Task details:
Your task is to filter the entries and copy every line containing the string "electrolytic".
(Input records Opens)
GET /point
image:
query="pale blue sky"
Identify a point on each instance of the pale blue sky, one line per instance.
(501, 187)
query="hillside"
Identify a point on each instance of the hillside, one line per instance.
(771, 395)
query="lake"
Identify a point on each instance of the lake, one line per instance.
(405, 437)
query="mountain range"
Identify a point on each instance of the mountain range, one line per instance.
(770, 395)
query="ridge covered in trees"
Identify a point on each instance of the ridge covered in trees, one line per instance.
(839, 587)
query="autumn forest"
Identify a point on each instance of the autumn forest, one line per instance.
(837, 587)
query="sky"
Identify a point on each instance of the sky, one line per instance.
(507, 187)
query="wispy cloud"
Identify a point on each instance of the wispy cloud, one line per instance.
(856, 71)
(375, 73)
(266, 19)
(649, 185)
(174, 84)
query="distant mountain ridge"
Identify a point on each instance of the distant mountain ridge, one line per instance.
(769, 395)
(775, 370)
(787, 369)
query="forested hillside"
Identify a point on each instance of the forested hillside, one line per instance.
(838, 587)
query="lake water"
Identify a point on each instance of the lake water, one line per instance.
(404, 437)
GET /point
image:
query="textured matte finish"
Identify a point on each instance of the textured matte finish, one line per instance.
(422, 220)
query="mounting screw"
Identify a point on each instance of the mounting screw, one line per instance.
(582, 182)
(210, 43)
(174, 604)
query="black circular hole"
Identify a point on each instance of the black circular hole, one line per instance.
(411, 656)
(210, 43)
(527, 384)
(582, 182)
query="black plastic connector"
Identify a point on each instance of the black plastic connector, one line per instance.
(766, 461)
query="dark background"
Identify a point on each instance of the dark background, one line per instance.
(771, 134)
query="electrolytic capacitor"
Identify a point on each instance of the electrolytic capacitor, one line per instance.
(Input records Closes)
Problem solution:
query="electrolytic capacitor"
Identify a point on each instance of the electrolytic capacitor, one line per instance.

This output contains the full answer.